I don’t compartmentalize. Anything. Ever. I’ve heard it said that women don’t, or at least that men do it better and more often. I don’t know if that’s true or not. In my personal experience, I have observed that Bubba seems to be very adept at putting aside certain things that may be difficult emotionally so that he can go on with his work day and revisit them later. I don’t know if that means he simply doesn’t think about those things at work, or if it’s easier to think about them later when his emotions have died down or if he’s even self-aware enough to ask those questions and answer them. He has told me that when he’s at work, he isn’t worried about the house or the dog’s cancer or the kids or me. He trusts that we are all just fine – he has to, or he wouldn’t be able to function.
A friend told me once that she believes that the reason fathers have an easier time shutting off their “father” persona at work than mothers is because they were never physically attached to their children via an umbilical cord. I remember thinking at the time that I hoped one day someone would do a study of adoptive mothers to see if there was any truth in that supposition. It is certainly true for me that I am never not a mother, that at any given time no matter what I am doing I am aware of my children somewhere making their way in the world, that I am always ready to answer a phone call from the school or a friend’s mother in case one of my girls needs me.
But that could be because I don’t compartmentalize. My life is like a watercolor painting on some coarse, linen-like canvas, where any stroke of color you put down is likely to bleed in several directions to blend with what is already there. Every conversation I have with a close friend is held up to the light and examined within the context of what I already know. Every time I have a fight with one of the kids or discover someone’s massive screw-up, I question my entire parenting philosophy and make Bubba crazy with my self-investigation.

- [Raw data]
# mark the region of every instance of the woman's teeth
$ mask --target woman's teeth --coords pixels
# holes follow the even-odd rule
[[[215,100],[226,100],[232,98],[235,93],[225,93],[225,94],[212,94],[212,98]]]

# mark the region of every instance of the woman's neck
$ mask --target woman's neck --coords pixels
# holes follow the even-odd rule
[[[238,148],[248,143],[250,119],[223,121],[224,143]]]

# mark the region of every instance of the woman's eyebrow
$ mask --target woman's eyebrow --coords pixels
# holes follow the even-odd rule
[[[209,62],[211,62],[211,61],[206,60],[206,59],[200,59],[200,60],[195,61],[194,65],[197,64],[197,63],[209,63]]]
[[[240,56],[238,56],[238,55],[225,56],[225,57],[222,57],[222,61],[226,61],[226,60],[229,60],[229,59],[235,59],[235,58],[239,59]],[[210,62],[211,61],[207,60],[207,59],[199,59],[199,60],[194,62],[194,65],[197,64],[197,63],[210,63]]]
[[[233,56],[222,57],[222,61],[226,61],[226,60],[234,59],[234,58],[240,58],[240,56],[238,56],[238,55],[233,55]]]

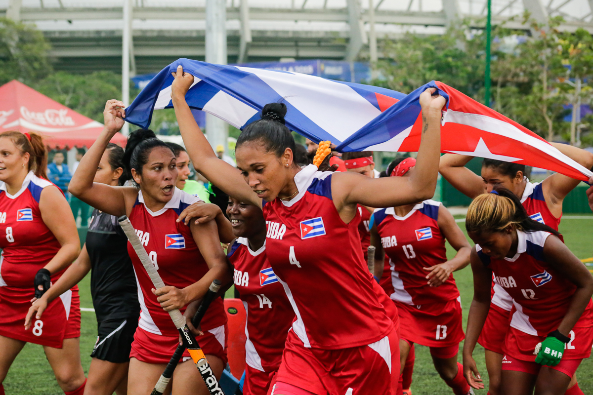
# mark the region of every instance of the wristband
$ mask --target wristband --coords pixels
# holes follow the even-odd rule
[[[562,335],[562,333],[560,333],[560,331],[558,330],[557,329],[556,329],[554,332],[551,332],[548,333],[548,337],[549,338],[550,336],[553,338],[556,338],[556,339],[557,339],[558,340],[563,343],[568,343],[570,341],[570,338],[569,338],[568,336],[565,336],[564,335]]]

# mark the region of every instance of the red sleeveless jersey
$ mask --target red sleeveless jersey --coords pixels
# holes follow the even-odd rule
[[[550,211],[544,198],[541,182],[527,181],[521,203],[527,211],[527,215],[535,221],[546,224],[554,230],[558,230],[560,218],[556,218]],[[560,238],[562,240],[562,237]],[[563,241],[564,241],[563,240]],[[501,309],[510,311],[513,307],[512,298],[495,279],[492,282],[492,303]]]
[[[247,313],[245,361],[263,372],[277,371],[295,317],[284,287],[267,261],[265,245],[252,251],[247,239],[239,237],[227,256],[235,268],[235,288]]]
[[[558,328],[568,310],[576,287],[545,262],[544,244],[550,233],[517,231],[517,253],[498,259],[476,251],[496,282],[512,298],[511,326],[528,335],[547,336]],[[591,300],[575,327],[593,326]]]
[[[209,269],[192,236],[189,226],[176,220],[183,210],[199,198],[175,188],[173,196],[165,207],[153,212],[144,205],[141,191],[129,219],[138,237],[165,285],[185,288],[202,278]],[[138,326],[151,333],[176,336],[178,332],[168,313],[157,301],[151,291],[154,288],[133,248],[127,243],[127,252],[134,266],[140,301]],[[185,307],[181,309],[185,311]],[[227,322],[227,315],[221,298],[212,301],[202,321],[203,331],[218,327]]]
[[[292,329],[305,347],[324,349],[371,344],[393,329],[363,259],[358,223],[344,223],[331,200],[332,174],[310,165],[295,176],[294,199],[263,206],[267,258],[296,314]]]
[[[385,255],[390,258],[391,297],[402,303],[421,305],[456,299],[459,291],[453,275],[439,287],[429,287],[429,268],[447,262],[445,237],[438,220],[439,202],[425,200],[414,206],[405,217],[396,215],[393,207],[373,214]]]
[[[39,210],[42,191],[53,185],[33,172],[27,175],[14,195],[8,194],[6,185],[1,183],[0,285],[30,288],[33,292],[37,271],[59,251],[60,243],[43,223]],[[55,273],[52,281],[57,281],[63,271]]]

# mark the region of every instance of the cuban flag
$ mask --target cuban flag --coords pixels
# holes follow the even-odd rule
[[[323,226],[323,220],[321,217],[311,218],[310,220],[301,221],[301,238],[302,240],[323,236],[326,234],[326,227]]]
[[[33,221],[33,213],[30,208],[17,210],[17,221]]]
[[[535,284],[535,287],[539,287],[552,281],[552,275],[544,270],[543,273],[531,276],[531,281]]]
[[[538,222],[541,222],[544,225],[546,224],[546,223],[544,222],[544,219],[541,216],[541,213],[536,213],[535,214],[530,216],[529,217],[534,221],[537,221]]]
[[[432,230],[430,227],[424,227],[422,229],[416,229],[414,232],[416,232],[416,239],[419,242],[421,240],[426,240],[428,239],[432,238]]]
[[[165,235],[165,248],[185,248],[185,238],[181,233]]]
[[[420,94],[436,88],[447,99],[442,152],[534,166],[582,181],[593,176],[535,133],[438,81],[405,95],[299,73],[181,59],[148,83],[126,109],[126,121],[148,128],[154,110],[173,108],[171,73],[180,65],[195,78],[186,96],[190,107],[239,129],[259,119],[266,104],[282,102],[288,107],[286,126],[315,142],[331,140],[339,151],[417,151]]]
[[[274,274],[274,271],[272,270],[272,268],[260,271],[260,285],[262,287],[278,282],[278,278]]]

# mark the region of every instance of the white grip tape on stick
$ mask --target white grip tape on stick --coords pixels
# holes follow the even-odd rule
[[[160,288],[162,288],[165,286],[165,283],[162,282],[161,276],[159,275],[158,272],[157,271],[154,265],[152,264],[152,261],[151,261],[150,257],[148,256],[148,253],[144,249],[144,247],[142,246],[142,243],[138,238],[138,235],[136,234],[136,232],[132,226],[132,223],[130,222],[130,220],[127,217],[124,217],[124,218],[125,219],[121,219],[122,217],[120,217],[119,219],[119,224],[122,227],[122,229],[123,229],[123,232],[126,233],[126,236],[127,236],[127,239],[130,240],[130,244],[132,245],[134,251],[136,251],[136,253],[138,254],[138,258],[140,258],[140,262],[142,262],[142,266],[144,266],[146,273],[148,274],[148,277],[152,281],[152,284],[154,285],[155,288],[157,290]],[[171,316],[171,319],[173,320],[173,323],[175,324],[175,327],[177,329],[180,329],[185,326],[186,319],[178,310],[173,310],[169,311],[169,315]]]

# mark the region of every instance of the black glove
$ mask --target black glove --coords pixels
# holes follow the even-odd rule
[[[50,273],[47,269],[40,269],[37,274],[35,275],[34,284],[35,285],[35,297],[37,299],[40,298],[45,293],[45,291],[49,289],[51,285],[52,279]]]

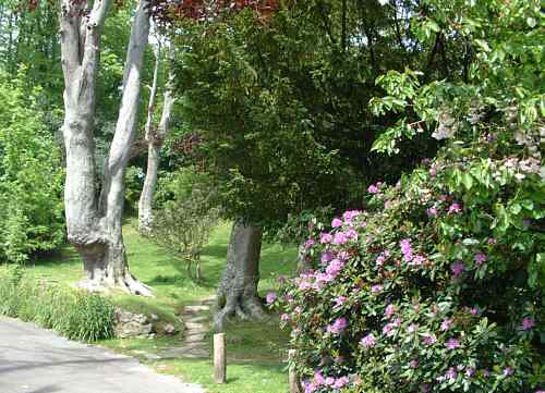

- [To do]
Reproduce the passage of the essay on compartmentalizing, starting with "But that could" and going on through "with my self-investigation.".

- [Result for this exercise]
But that could be because I don’t compartmentalize. My life is like a watercolor painting on some coarse, linen-like canvas, where any stroke of color you put down is likely to bleed in several directions to blend with what is already there. Every conversation I have with a close friend is held up to the light and examined within the context of what I already know. Every time I have a fight with one of the kids or discover someone’s massive screw-up, I question my entire parenting philosophy and make Bubba crazy with my self-investigation.